SUPPLIED TEXT
┌────────
Bivariate-Functional-Patterns-of-Lifetime-Medicare-Costs-among-ESRD-Patients

Data

Abstract

The dataset contains the Medicare claims from End-Stage Renal Disease (ESRD) patients, organized by the United States Renal Data System (USRDS). Our analysis only concerns patients that had their first ESRD service in the year of 2007 to 2011. According to the data use agreement, the data can not be made available to the public. Researchers who want to obtain access to the data should contact the USRDS for details on the procedure for requesting access to the data.

Availability

According to the data use agreement, the data cannot be made public. Those who wish to get access to the dataset could visit USRDS SAFs and submit a request. For reproducibility, we have created datasets that mimics the real USRDS data set used in the paper. The pseudo datasets are publicly available under data folder at the time of submission. The pseudo dataset is generated from the models in the paper using coefficients estimates from the original datast and simulated covariates and errors.

Description

See usrds_desc.txt under data folder.

Code

Abstract

Researchers could use the R scripts and Shell scripts to reproduce the results in the paper, including Figures 1-2 and Tables 2. Since Figure 3-5 and Table 3-4 are generated using the original dataset, they are not reproducible. Readers can generate a pseudo version of Figure 3-5 and Table 3-4 using the pseudo datasets under data folder following the instructions provided below (Step 3 and 4). The pseudo Figure 3-5 are also provided under pseudo_figures folder for reference.
└────────
EXERCISE TASKS
• A. Copy the stretch of the ESRD Medicare cost page from "Availability" through "under data folder." word for word.
• B. List each figure and table that the ESRD Medicare cost page says cannot be reproduced because it was generated from the original dataset.
• C. Rewrite the paragraph of the ESRD Medicare cost page that begins "According to the data use agreement, the data cannot be made public" as a short bulleted list that keeps its main facts.

DATA EXTRACT
┌────────
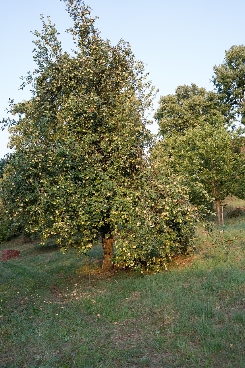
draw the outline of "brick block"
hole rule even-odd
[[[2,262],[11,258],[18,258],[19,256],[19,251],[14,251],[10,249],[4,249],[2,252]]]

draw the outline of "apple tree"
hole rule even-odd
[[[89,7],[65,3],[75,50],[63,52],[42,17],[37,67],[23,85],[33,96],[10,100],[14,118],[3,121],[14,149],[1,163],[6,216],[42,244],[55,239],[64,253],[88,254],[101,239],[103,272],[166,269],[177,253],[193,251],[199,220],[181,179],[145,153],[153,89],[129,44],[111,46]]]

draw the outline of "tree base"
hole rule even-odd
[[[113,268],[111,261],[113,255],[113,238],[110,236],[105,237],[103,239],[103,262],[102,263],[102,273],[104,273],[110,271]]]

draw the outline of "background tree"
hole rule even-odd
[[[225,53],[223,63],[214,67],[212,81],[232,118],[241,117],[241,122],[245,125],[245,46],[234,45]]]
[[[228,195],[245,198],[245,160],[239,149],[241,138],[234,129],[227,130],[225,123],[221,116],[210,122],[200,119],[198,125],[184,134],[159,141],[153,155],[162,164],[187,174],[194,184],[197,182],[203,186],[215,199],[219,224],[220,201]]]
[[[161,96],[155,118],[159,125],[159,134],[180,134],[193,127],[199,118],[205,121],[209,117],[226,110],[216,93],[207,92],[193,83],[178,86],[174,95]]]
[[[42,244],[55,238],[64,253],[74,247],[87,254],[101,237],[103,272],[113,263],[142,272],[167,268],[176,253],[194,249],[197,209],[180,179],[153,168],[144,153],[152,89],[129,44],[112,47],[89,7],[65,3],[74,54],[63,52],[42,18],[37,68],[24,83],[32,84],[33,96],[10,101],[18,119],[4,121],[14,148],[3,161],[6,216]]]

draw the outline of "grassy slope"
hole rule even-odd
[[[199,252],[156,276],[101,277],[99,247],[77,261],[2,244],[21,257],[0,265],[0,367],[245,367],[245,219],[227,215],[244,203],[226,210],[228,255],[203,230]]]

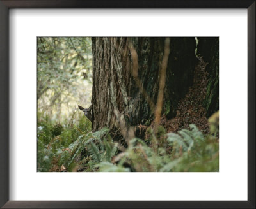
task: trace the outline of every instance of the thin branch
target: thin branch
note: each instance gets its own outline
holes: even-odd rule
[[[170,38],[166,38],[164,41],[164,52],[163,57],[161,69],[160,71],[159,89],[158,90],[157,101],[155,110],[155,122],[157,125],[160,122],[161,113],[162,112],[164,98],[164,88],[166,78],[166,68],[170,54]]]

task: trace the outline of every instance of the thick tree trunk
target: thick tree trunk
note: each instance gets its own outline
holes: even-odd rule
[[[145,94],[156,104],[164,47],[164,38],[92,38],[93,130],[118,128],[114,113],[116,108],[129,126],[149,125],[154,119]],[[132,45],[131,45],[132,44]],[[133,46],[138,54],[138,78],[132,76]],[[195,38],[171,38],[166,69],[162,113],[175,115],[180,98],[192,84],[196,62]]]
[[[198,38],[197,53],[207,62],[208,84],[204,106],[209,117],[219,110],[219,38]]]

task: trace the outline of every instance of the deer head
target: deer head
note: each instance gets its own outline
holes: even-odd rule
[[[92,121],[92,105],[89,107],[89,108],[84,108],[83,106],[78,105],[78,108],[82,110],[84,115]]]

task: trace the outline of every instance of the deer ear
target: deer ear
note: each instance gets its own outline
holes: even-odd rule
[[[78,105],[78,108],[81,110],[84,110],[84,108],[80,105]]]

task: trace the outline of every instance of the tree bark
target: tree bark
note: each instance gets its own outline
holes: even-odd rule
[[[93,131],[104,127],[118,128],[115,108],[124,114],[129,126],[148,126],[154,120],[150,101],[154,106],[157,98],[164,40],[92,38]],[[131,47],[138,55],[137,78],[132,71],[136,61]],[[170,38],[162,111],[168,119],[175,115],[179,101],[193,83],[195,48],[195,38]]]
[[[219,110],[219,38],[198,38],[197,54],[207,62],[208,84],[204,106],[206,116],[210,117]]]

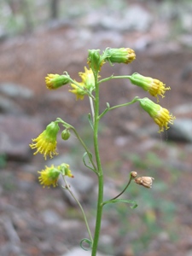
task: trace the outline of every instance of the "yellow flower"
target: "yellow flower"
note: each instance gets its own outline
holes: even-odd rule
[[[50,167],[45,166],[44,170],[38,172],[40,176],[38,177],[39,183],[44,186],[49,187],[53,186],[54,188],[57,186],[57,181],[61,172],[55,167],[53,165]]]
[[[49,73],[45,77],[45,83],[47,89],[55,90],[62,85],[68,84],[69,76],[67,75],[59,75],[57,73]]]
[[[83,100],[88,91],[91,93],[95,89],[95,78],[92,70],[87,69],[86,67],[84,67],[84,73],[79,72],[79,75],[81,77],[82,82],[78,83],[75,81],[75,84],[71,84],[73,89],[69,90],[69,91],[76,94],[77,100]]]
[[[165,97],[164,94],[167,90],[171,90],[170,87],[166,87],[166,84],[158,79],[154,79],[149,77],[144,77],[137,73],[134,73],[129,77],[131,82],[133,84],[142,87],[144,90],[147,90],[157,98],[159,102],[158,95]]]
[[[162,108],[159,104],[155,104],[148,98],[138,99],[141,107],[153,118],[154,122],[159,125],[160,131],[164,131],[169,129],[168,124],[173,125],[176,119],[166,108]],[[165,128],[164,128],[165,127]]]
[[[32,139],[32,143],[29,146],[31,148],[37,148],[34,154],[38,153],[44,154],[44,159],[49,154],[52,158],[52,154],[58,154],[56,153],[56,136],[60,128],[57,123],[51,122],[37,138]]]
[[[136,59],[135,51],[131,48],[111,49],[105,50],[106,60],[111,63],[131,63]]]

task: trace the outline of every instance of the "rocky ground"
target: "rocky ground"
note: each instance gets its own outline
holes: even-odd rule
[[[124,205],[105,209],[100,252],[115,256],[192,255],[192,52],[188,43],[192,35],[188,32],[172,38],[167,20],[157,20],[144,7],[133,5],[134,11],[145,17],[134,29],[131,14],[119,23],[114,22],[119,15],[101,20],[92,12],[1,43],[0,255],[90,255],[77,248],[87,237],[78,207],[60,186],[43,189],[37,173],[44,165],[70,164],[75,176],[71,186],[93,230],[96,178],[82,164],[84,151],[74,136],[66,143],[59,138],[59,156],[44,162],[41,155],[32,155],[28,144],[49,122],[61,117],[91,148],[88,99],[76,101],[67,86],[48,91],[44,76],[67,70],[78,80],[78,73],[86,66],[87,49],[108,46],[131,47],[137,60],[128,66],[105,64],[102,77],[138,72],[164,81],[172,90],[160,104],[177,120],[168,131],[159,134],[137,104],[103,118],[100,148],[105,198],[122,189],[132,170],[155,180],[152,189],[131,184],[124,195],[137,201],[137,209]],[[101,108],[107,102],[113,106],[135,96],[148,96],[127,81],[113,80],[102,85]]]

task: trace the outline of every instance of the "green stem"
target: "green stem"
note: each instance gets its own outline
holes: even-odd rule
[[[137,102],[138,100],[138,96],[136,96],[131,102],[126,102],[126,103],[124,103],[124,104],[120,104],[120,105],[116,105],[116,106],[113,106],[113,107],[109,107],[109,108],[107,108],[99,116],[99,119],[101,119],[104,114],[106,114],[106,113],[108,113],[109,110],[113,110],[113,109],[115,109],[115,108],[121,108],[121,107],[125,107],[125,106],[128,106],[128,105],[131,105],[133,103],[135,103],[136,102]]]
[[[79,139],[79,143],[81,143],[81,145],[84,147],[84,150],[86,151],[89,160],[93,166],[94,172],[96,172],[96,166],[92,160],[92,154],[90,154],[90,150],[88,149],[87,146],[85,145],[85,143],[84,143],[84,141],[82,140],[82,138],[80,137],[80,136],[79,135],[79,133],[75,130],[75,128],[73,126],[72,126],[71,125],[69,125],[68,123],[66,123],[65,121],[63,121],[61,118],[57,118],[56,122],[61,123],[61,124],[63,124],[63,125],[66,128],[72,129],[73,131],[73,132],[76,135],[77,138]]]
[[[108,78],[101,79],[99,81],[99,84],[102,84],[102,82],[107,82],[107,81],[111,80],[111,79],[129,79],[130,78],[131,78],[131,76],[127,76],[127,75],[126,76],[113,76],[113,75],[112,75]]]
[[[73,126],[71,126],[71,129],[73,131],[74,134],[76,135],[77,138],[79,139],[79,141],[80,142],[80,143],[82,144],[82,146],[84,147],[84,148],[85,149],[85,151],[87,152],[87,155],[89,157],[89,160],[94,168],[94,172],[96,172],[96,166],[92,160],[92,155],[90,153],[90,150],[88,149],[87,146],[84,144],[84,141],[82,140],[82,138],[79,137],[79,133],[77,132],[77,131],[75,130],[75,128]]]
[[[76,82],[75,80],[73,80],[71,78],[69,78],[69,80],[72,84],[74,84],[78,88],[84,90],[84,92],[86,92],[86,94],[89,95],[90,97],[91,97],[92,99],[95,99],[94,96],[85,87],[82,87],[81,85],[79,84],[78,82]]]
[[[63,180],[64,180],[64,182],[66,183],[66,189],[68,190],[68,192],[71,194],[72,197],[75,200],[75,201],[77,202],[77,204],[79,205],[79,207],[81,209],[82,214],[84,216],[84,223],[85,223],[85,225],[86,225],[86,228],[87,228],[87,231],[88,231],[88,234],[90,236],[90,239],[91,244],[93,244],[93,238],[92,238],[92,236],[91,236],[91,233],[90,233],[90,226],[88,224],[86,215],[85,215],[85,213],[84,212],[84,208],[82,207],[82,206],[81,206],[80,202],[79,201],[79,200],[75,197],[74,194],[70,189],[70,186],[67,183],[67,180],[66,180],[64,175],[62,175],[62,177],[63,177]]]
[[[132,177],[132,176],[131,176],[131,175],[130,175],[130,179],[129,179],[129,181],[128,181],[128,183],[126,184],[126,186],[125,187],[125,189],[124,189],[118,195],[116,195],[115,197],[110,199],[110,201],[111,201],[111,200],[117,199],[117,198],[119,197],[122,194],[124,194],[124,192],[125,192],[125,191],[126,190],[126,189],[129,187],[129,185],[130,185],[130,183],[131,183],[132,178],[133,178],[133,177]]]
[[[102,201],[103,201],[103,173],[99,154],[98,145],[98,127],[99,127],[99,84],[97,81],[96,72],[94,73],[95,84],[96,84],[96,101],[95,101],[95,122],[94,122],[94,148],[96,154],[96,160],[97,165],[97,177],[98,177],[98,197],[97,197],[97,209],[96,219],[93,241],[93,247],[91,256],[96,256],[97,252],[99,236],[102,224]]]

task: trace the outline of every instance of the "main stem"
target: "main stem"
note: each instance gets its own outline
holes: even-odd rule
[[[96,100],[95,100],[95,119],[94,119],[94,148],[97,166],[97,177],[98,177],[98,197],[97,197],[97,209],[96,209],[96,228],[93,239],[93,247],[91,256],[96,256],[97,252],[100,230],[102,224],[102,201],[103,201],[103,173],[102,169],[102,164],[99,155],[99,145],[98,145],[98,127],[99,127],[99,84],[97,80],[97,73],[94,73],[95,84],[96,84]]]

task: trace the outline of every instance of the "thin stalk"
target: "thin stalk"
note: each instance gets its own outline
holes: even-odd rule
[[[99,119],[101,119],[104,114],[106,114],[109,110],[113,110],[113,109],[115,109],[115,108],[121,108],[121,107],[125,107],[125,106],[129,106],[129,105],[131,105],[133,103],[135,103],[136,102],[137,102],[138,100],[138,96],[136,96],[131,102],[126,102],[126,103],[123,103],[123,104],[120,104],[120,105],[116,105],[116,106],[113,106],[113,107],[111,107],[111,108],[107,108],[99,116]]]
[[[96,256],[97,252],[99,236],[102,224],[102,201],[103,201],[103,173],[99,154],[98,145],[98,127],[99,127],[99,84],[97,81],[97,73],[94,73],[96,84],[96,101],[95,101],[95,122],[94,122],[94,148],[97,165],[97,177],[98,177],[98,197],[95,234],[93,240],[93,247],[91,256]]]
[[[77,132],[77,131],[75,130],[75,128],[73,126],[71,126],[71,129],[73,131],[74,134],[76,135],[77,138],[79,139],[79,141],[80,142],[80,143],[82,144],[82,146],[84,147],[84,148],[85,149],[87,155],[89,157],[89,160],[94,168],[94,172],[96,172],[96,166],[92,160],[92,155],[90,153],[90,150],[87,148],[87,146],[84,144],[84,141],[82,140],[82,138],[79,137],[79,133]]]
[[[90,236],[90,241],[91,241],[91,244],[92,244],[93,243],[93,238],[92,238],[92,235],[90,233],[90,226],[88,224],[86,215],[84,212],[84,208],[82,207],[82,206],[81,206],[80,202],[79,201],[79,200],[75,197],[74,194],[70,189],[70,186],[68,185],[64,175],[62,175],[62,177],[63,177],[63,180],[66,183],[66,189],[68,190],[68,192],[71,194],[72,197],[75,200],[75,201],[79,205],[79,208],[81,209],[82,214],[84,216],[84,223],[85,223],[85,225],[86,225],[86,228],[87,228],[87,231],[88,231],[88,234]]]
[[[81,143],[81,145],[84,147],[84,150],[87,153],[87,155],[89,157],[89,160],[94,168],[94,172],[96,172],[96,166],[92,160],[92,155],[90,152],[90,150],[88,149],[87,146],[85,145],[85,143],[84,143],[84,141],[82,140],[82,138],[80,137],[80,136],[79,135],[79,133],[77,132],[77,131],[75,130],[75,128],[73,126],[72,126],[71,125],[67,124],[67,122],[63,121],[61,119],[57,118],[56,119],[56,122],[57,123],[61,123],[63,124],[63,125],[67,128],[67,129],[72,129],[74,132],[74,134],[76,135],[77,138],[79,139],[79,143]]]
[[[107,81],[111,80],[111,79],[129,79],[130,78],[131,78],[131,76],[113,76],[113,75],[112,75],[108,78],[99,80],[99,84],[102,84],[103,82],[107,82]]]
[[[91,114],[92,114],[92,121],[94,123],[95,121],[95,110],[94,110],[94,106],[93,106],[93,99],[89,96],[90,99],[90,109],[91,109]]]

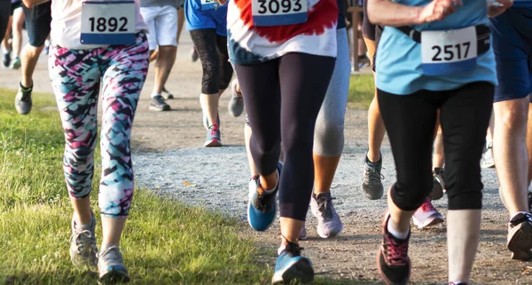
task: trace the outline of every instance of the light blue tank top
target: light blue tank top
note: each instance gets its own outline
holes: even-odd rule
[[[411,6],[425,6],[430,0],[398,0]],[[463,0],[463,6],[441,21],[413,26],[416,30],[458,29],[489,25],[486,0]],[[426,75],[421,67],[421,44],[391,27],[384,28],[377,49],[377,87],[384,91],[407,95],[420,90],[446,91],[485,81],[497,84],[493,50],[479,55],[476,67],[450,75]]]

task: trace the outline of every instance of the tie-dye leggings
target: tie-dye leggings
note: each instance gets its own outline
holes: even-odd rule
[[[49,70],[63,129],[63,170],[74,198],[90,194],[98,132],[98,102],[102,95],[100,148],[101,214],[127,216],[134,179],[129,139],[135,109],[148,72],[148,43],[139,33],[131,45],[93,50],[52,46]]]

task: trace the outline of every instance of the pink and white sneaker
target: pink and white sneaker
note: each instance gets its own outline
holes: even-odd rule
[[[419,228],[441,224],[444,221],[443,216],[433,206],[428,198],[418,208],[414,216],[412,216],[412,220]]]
└────────
ANSWERS
• A.
Availability

According to the data use agreement, the data cannot be made public. Those who wish to get access to the dataset could visit USRDS SAFs and submit a request. For reproducibility, we have created datasets that mimics the real USRDS data set used in the paper. The pseudo datasets are publicly available under data folder at the time of submission. The pseudo dataset is generated from the models in the paper using coefficients estimates from the original datast and simulated covariates and errors.

Description

See usrds_desc.txt under data folder.

• B.
- Figure 3
- Figure 4
- Figure 5
- Table 3
- Table 4

• C.
- Under the data use agreement, the data cannot be made public.
- To get access, visit USRDS SAFs and submit a request.
- For reproducibility, pseudo datasets that mimic the real USRDS data were created.
- The pseudo datasets are publicly available under the data folder.
- They were generated from the paper's models using coefficient estimates from the original dataset, with simulated covariates and errors.